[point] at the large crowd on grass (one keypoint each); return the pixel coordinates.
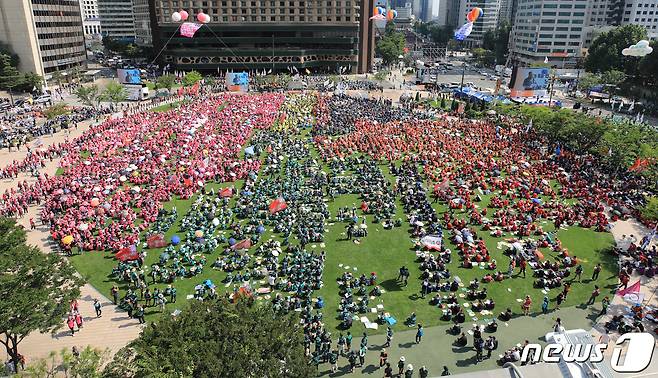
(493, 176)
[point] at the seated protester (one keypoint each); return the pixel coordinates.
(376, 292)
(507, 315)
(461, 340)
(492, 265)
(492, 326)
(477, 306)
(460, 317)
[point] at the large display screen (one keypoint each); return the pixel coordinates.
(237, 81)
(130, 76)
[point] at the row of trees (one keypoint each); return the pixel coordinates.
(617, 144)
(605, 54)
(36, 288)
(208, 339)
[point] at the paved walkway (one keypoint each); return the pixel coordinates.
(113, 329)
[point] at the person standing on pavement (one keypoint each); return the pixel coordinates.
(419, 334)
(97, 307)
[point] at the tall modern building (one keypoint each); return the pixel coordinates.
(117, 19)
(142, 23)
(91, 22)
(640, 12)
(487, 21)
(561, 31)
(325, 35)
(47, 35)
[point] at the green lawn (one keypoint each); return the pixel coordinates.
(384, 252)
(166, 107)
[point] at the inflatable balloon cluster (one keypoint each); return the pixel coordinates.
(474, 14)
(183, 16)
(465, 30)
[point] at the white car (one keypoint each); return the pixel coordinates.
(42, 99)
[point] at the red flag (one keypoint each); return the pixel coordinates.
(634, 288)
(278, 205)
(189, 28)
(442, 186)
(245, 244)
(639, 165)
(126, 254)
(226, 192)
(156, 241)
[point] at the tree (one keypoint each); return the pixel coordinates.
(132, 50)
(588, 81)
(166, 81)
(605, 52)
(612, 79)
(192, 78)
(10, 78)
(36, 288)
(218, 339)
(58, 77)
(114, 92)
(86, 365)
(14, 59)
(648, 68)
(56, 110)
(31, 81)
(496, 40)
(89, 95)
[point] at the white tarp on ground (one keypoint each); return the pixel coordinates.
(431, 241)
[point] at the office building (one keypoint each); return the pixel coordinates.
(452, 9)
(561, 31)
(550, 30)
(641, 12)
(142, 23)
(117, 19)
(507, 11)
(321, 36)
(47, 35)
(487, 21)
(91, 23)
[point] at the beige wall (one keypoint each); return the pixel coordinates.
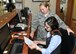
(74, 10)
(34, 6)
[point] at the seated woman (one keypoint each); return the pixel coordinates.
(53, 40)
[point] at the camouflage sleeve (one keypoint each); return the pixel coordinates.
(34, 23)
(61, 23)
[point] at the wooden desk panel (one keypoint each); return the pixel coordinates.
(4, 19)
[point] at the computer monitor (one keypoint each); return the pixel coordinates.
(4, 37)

• AUFGABENSTELLUNG: Kannst du die gesamten Daten oben noch einmal ausgeben und dabei jedes "pixel coordinates" durch "image coordinates" ersetzen, ohne sonst etwas zu ändern? Die Bilder sollen in deiner Antwort nicht vorkommen.

• ERWARTETE ANTWORT:
[point] at the large crowd on grass (one keypoint each); return the image coordinates.
(493, 176)
[point] at the seated protester (one keypoint each); return the image coordinates.
(376, 292)
(507, 315)
(461, 340)
(492, 265)
(492, 326)
(477, 306)
(460, 317)
[point] at the large display screen (one keypoint each); return the image coordinates.
(237, 81)
(130, 76)
[point] at the row of trees (one keypoint each); return the image coordinates.
(617, 144)
(605, 54)
(36, 288)
(208, 339)
[point] at the paved walkway (one keypoint each); return the image coordinates.
(113, 329)
[point] at the person standing on pavement (one keypoint each); return the image coordinates.
(419, 334)
(97, 307)
[point] at the tall modern building (one keypoint each); return the image coordinates.
(117, 19)
(142, 23)
(91, 22)
(640, 12)
(487, 21)
(561, 31)
(325, 35)
(47, 35)
[point] at the green lawn (one keypoint each); return the image coordinates.
(384, 252)
(166, 107)
[point] at the inflatable balloon cluster (one keypoint each); return the image coordinates.
(474, 14)
(183, 16)
(465, 30)
[point] at the white car (one keypoint each); return the image coordinates.
(42, 99)
[point] at the red flag (one keypoint each); return the image coordinates.
(634, 288)
(278, 205)
(189, 28)
(442, 186)
(245, 244)
(639, 165)
(126, 254)
(226, 192)
(156, 241)
[point] at the tree (one keypoint each); return the image coordinates.
(132, 50)
(588, 81)
(166, 81)
(605, 52)
(612, 79)
(192, 78)
(10, 78)
(36, 288)
(218, 339)
(58, 77)
(114, 92)
(86, 365)
(14, 59)
(648, 68)
(56, 110)
(31, 81)
(496, 40)
(89, 95)
[point] at the white tarp on ground (one keypoint each); return the image coordinates.
(431, 241)
[point] at the office building (one keypoint each); return the image coordinates.
(452, 9)
(561, 31)
(550, 30)
(641, 12)
(142, 23)
(117, 19)
(507, 11)
(321, 36)
(47, 35)
(487, 21)
(91, 23)
[point] at the beige wall (one keypoint each); return the image coordinates.
(74, 10)
(34, 6)
[point] at the seated woman (one keypoint each); return the image coordinates.
(53, 40)
[point] at the camouflage sleeve (one keypoint each); return the image coordinates.
(34, 23)
(61, 23)
[point] at the wooden desk panel (one keypoint each); return the image coordinates.
(4, 19)
[point] at the computer monitor (one keypoint each); return the image coordinates.
(4, 37)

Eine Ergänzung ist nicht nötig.